## What you should do
Pick out every line in the material below that contains the string "mixing" and copy each of those lines in full. Case counts when matching.

## Raw records
========
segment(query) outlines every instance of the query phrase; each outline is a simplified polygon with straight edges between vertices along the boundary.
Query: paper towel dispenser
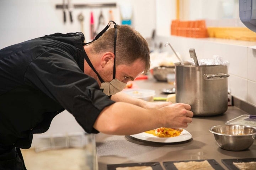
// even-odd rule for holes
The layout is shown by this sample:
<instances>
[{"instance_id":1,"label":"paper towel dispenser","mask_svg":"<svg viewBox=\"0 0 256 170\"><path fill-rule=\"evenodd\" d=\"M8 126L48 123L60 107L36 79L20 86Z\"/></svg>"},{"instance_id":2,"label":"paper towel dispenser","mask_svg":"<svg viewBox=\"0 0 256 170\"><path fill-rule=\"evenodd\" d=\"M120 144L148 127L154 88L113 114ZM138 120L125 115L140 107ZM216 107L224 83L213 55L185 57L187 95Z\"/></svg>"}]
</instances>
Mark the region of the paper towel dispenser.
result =
<instances>
[{"instance_id":1,"label":"paper towel dispenser","mask_svg":"<svg viewBox=\"0 0 256 170\"><path fill-rule=\"evenodd\" d=\"M256 0L239 0L239 10L242 22L256 32Z\"/></svg>"}]
</instances>

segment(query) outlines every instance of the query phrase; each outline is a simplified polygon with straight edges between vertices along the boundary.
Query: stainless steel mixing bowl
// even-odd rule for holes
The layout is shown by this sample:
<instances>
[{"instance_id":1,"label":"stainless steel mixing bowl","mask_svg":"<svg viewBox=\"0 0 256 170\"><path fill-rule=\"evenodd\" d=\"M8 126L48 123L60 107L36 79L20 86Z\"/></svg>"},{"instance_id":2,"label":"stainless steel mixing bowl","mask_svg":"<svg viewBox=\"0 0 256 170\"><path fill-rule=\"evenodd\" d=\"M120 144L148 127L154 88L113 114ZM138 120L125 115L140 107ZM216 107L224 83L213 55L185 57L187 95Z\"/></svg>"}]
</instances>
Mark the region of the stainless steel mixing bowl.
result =
<instances>
[{"instance_id":1,"label":"stainless steel mixing bowl","mask_svg":"<svg viewBox=\"0 0 256 170\"><path fill-rule=\"evenodd\" d=\"M242 151L253 144L256 136L256 128L238 125L215 126L209 129L222 148L232 151Z\"/></svg>"}]
</instances>

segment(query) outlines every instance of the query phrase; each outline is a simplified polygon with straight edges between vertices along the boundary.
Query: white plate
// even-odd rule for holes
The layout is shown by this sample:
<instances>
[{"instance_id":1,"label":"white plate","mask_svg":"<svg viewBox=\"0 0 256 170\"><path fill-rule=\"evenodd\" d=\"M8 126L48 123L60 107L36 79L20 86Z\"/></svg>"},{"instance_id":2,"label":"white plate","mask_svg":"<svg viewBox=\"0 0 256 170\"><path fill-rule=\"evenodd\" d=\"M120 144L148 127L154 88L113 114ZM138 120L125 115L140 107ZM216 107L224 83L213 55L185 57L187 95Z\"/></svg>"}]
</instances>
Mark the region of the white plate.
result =
<instances>
[{"instance_id":1,"label":"white plate","mask_svg":"<svg viewBox=\"0 0 256 170\"><path fill-rule=\"evenodd\" d=\"M183 129L182 128L179 129ZM159 137L151 134L145 132L130 136L135 138L144 141L161 143L173 143L183 142L189 140L192 138L191 134L185 129L183 129L183 131L181 132L180 136L174 137Z\"/></svg>"}]
</instances>

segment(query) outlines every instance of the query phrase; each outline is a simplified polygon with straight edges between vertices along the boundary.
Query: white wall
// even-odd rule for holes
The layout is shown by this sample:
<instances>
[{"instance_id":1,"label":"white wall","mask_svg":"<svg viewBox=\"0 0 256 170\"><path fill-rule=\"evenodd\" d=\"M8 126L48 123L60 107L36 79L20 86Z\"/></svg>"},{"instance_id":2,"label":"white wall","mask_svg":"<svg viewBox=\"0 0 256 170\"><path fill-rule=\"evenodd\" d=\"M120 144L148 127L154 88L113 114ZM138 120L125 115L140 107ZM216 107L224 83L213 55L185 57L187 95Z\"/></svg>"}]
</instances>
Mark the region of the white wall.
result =
<instances>
[{"instance_id":1,"label":"white wall","mask_svg":"<svg viewBox=\"0 0 256 170\"><path fill-rule=\"evenodd\" d=\"M66 0L65 1L67 1ZM89 36L90 13L94 12L95 27L102 10L106 25L108 12L112 10L114 21L121 24L120 6L130 3L133 7L132 26L145 38L151 36L155 28L155 0L70 0L73 4L116 3L116 7L75 8L73 10L73 22L71 23L66 12L67 22L64 23L61 9L56 4L62 5L62 0L0 0L0 49L11 45L55 32L67 33L81 31L78 16L84 16L84 32L86 41ZM145 5L146 7L145 7Z\"/></svg>"}]
</instances>

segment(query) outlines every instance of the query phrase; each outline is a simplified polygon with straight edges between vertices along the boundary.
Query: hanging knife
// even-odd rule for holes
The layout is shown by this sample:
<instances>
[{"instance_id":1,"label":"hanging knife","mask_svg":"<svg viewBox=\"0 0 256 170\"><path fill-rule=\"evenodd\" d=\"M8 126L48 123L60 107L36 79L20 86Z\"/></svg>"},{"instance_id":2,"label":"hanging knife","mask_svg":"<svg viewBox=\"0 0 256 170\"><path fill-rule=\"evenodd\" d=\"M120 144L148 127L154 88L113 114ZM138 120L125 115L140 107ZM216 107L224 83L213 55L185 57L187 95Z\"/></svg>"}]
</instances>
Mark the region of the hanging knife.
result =
<instances>
[{"instance_id":1,"label":"hanging knife","mask_svg":"<svg viewBox=\"0 0 256 170\"><path fill-rule=\"evenodd\" d=\"M66 22L66 12L65 10L65 0L63 0L63 19L64 23Z\"/></svg>"},{"instance_id":2,"label":"hanging knife","mask_svg":"<svg viewBox=\"0 0 256 170\"><path fill-rule=\"evenodd\" d=\"M69 18L70 18L71 23L73 22L73 19L72 16L72 8L71 4L70 2L70 0L68 0L68 8L69 13Z\"/></svg>"}]
</instances>

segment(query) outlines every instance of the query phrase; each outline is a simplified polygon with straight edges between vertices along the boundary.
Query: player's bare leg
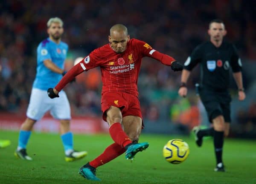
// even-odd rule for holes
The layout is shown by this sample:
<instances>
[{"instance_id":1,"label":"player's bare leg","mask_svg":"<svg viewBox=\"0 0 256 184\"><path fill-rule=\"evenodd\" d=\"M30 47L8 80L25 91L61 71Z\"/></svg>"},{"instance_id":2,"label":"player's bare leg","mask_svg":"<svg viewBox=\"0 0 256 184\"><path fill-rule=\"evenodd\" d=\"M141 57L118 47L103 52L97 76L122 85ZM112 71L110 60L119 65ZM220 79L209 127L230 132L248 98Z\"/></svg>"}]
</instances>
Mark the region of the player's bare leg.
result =
<instances>
[{"instance_id":1,"label":"player's bare leg","mask_svg":"<svg viewBox=\"0 0 256 184\"><path fill-rule=\"evenodd\" d=\"M115 142L106 148L104 152L98 157L79 169L79 173L83 177L90 180L100 181L100 179L96 177L96 168L105 164L123 153L126 150L124 147L126 146L128 150L130 148L131 150L130 155L132 156L132 158L133 158L134 155L137 152L140 151L143 147L144 147L145 148L143 149L145 149L148 147L147 143L136 144L141 131L142 121L140 118L129 116L130 117L124 117L123 119L120 109L114 106L111 106L108 109L107 111L107 121L111 126L110 133ZM122 123L124 123L124 122L125 125L124 127L126 127L126 128L125 128L124 131L122 130L121 123L119 122L122 122ZM128 126L130 126L131 127L129 127L128 128ZM111 127L113 128L113 126L114 126L114 129L111 129ZM127 136L125 133L128 134L129 137ZM122 141L117 139L116 137L116 135L115 135L115 133L117 133L117 135L120 135L120 136L123 136L123 142L124 141L125 142L129 141L126 143L127 144L126 146L124 145L123 144L120 144ZM111 134L114 135L111 135ZM133 143L131 140L134 140L136 142ZM145 143L147 143L147 145L144 145ZM131 149L131 146L134 149ZM136 149L138 149L138 150L135 150ZM135 151L136 152L134 153L134 153ZM127 153L127 151L126 152Z\"/></svg>"},{"instance_id":2,"label":"player's bare leg","mask_svg":"<svg viewBox=\"0 0 256 184\"><path fill-rule=\"evenodd\" d=\"M225 122L225 130L224 130L224 136L227 137L229 134L230 123L229 122Z\"/></svg>"},{"instance_id":3,"label":"player's bare leg","mask_svg":"<svg viewBox=\"0 0 256 184\"><path fill-rule=\"evenodd\" d=\"M21 125L20 130L24 131L31 131L36 122L36 120L27 118L25 122Z\"/></svg>"},{"instance_id":4,"label":"player's bare leg","mask_svg":"<svg viewBox=\"0 0 256 184\"><path fill-rule=\"evenodd\" d=\"M225 130L225 121L222 115L219 115L212 119L214 129L214 143L217 165L215 171L224 171L222 162L222 149Z\"/></svg>"},{"instance_id":5,"label":"player's bare leg","mask_svg":"<svg viewBox=\"0 0 256 184\"><path fill-rule=\"evenodd\" d=\"M33 126L36 121L29 118L27 118L25 122L21 125L19 143L17 150L14 153L14 155L23 160L32 161L32 159L28 156L26 147L28 143Z\"/></svg>"},{"instance_id":6,"label":"player's bare leg","mask_svg":"<svg viewBox=\"0 0 256 184\"><path fill-rule=\"evenodd\" d=\"M87 151L77 151L73 148L73 135L70 131L70 120L61 119L60 122L60 131L65 150L65 160L73 161L84 157L87 154Z\"/></svg>"}]
</instances>

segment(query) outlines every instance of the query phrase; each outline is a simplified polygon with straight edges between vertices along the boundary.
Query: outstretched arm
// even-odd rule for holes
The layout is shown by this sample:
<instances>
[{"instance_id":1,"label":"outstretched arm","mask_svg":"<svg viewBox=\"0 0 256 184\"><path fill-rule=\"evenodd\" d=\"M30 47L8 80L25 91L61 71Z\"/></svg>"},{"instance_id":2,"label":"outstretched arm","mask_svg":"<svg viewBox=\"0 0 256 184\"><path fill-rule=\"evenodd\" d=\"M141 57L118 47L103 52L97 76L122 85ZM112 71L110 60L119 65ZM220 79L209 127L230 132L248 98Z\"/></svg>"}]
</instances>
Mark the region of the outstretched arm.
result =
<instances>
[{"instance_id":1,"label":"outstretched arm","mask_svg":"<svg viewBox=\"0 0 256 184\"><path fill-rule=\"evenodd\" d=\"M244 100L245 98L245 93L243 86L242 73L241 71L233 73L233 76L238 88L238 99Z\"/></svg>"},{"instance_id":2,"label":"outstretched arm","mask_svg":"<svg viewBox=\"0 0 256 184\"><path fill-rule=\"evenodd\" d=\"M152 50L151 52L152 52L152 54L150 54L151 53L149 52L150 54L149 57L160 61L164 65L171 66L172 69L174 71L180 71L183 69L183 65L176 61L172 57L154 49Z\"/></svg>"},{"instance_id":3,"label":"outstretched arm","mask_svg":"<svg viewBox=\"0 0 256 184\"><path fill-rule=\"evenodd\" d=\"M58 97L58 93L63 89L66 85L70 82L73 80L76 76L79 75L86 69L82 62L83 60L74 66L67 72L54 88L49 88L48 89L47 91L48 96L50 98L53 99Z\"/></svg>"}]
</instances>

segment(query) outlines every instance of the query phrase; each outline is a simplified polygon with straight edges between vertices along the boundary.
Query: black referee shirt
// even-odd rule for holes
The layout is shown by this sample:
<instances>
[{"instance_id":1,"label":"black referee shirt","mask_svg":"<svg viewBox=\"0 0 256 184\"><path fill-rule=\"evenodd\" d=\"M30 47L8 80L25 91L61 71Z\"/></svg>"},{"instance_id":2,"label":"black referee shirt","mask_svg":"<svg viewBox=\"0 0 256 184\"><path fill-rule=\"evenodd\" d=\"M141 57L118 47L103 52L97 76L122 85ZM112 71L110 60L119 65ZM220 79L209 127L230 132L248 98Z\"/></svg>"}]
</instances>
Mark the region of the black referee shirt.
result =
========
## Response below
Query: stainless steel mixing bowl
[{"instance_id":1,"label":"stainless steel mixing bowl","mask_svg":"<svg viewBox=\"0 0 256 170\"><path fill-rule=\"evenodd\" d=\"M8 126L48 123L60 107L36 79L20 86Z\"/></svg>"},{"instance_id":2,"label":"stainless steel mixing bowl","mask_svg":"<svg viewBox=\"0 0 256 170\"><path fill-rule=\"evenodd\" d=\"M120 144L148 127L154 88L113 114ZM138 120L125 115L140 107ZM216 107L224 83L213 55L185 57L187 95Z\"/></svg>"}]
Mark the region of the stainless steel mixing bowl.
[{"instance_id":1,"label":"stainless steel mixing bowl","mask_svg":"<svg viewBox=\"0 0 256 170\"><path fill-rule=\"evenodd\" d=\"M242 151L253 144L256 136L256 128L238 125L215 126L209 129L222 148L232 151Z\"/></svg>"}]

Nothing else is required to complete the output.